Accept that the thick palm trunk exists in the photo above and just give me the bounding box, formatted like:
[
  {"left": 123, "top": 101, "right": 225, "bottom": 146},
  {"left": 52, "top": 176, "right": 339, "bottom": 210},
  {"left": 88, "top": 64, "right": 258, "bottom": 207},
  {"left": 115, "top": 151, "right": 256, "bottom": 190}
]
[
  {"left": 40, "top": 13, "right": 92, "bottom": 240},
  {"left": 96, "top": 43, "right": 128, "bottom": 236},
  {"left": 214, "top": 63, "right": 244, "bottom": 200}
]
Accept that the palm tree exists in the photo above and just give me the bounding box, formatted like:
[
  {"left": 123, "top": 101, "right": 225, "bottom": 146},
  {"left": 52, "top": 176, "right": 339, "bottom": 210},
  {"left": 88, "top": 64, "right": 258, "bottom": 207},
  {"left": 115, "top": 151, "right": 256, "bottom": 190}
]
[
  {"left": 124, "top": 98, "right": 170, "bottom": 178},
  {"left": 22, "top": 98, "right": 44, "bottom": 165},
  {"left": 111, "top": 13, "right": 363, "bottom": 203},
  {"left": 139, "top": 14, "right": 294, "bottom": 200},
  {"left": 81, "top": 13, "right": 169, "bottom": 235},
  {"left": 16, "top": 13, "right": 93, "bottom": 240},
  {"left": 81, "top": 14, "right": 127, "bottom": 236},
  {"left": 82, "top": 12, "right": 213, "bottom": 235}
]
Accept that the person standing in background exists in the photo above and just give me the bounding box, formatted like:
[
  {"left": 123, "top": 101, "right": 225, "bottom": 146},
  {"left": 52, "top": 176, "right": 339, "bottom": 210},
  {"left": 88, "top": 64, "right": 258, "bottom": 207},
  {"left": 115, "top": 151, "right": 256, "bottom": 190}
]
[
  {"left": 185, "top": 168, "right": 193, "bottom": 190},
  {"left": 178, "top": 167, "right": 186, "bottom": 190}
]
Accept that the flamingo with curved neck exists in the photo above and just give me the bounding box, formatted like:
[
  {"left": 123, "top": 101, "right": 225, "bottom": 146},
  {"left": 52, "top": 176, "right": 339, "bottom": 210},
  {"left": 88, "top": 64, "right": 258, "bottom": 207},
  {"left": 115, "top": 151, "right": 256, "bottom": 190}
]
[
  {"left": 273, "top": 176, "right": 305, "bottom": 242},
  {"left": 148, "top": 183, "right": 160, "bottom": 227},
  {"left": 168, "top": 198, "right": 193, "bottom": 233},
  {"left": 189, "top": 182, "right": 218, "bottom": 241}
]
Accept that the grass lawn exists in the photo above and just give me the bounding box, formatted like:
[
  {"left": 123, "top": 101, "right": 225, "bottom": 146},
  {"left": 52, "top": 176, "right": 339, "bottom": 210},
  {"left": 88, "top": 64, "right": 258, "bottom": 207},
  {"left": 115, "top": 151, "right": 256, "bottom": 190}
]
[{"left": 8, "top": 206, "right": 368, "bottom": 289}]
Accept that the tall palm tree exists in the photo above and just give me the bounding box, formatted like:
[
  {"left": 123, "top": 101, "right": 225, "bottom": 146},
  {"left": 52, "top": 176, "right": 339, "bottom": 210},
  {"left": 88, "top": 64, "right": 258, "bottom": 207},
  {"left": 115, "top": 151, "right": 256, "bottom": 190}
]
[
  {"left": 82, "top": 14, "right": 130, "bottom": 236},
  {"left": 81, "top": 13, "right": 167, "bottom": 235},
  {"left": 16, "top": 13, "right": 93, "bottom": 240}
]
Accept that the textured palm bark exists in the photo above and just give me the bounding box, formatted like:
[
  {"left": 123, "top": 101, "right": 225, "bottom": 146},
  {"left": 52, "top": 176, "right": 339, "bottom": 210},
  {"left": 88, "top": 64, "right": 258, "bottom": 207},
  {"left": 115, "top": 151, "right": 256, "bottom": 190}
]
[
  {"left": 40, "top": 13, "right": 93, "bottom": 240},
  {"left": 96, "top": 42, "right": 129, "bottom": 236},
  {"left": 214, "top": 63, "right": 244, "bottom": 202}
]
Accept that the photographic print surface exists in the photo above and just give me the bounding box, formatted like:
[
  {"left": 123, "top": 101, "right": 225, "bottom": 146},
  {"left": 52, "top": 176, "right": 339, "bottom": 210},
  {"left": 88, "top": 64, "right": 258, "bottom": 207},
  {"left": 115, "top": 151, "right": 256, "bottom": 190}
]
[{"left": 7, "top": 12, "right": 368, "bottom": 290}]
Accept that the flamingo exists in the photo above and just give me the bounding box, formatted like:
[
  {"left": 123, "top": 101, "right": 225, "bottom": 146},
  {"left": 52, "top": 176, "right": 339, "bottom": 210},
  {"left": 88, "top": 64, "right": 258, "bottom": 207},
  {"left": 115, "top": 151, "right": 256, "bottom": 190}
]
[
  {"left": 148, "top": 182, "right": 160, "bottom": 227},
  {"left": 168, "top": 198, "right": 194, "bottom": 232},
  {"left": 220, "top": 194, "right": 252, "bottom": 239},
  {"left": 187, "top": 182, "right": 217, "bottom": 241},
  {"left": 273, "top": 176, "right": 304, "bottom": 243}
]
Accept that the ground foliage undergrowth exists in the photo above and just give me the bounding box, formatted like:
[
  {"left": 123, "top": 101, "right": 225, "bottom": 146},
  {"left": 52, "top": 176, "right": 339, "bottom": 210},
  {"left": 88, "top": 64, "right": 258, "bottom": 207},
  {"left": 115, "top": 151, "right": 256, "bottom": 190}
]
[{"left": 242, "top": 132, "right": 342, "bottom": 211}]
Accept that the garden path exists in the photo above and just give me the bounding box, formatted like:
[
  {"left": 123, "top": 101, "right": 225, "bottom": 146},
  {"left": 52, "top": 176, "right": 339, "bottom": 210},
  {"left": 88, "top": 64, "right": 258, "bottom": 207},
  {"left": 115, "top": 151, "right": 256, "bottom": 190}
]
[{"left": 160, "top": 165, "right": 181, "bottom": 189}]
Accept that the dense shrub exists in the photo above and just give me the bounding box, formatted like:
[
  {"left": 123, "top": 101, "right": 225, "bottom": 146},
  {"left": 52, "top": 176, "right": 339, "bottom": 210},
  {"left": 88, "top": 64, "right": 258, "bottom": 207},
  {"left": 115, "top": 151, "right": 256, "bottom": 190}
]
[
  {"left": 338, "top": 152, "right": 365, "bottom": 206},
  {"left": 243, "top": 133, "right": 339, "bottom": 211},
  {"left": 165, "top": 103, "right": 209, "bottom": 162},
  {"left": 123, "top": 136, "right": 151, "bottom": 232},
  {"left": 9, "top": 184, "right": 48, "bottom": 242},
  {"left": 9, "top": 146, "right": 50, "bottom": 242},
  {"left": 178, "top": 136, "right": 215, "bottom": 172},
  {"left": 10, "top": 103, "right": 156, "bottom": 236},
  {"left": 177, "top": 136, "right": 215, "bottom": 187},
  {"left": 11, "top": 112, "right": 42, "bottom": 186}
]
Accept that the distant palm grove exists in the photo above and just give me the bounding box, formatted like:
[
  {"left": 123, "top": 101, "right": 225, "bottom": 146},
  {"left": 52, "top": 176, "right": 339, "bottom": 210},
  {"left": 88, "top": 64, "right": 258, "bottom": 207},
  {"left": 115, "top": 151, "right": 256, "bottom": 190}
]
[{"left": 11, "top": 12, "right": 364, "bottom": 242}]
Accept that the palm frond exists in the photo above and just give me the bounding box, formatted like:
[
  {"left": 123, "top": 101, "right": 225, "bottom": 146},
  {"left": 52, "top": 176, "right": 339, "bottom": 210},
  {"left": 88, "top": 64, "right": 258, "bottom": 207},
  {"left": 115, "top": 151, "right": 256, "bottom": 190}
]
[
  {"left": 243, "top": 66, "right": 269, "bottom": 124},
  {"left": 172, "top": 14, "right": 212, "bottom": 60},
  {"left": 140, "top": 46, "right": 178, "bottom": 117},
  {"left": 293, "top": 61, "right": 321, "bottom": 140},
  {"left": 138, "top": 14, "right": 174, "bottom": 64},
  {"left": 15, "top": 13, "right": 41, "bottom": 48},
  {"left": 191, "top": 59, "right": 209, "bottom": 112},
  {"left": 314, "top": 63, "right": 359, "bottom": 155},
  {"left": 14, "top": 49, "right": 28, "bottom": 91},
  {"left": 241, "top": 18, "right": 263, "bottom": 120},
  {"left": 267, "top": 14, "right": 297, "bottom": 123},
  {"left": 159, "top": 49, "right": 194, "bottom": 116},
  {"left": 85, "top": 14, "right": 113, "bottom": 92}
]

—————

_REQUIREMENT_
Please show all lines from the entries that contain the word "tree".

_RESPONSE_
Accept that the palm tree exists in the photo above and just give me the bounding box, formatted like:
Accept that the tall palm tree exists in the photo above and just give me the bounding box, formatted like:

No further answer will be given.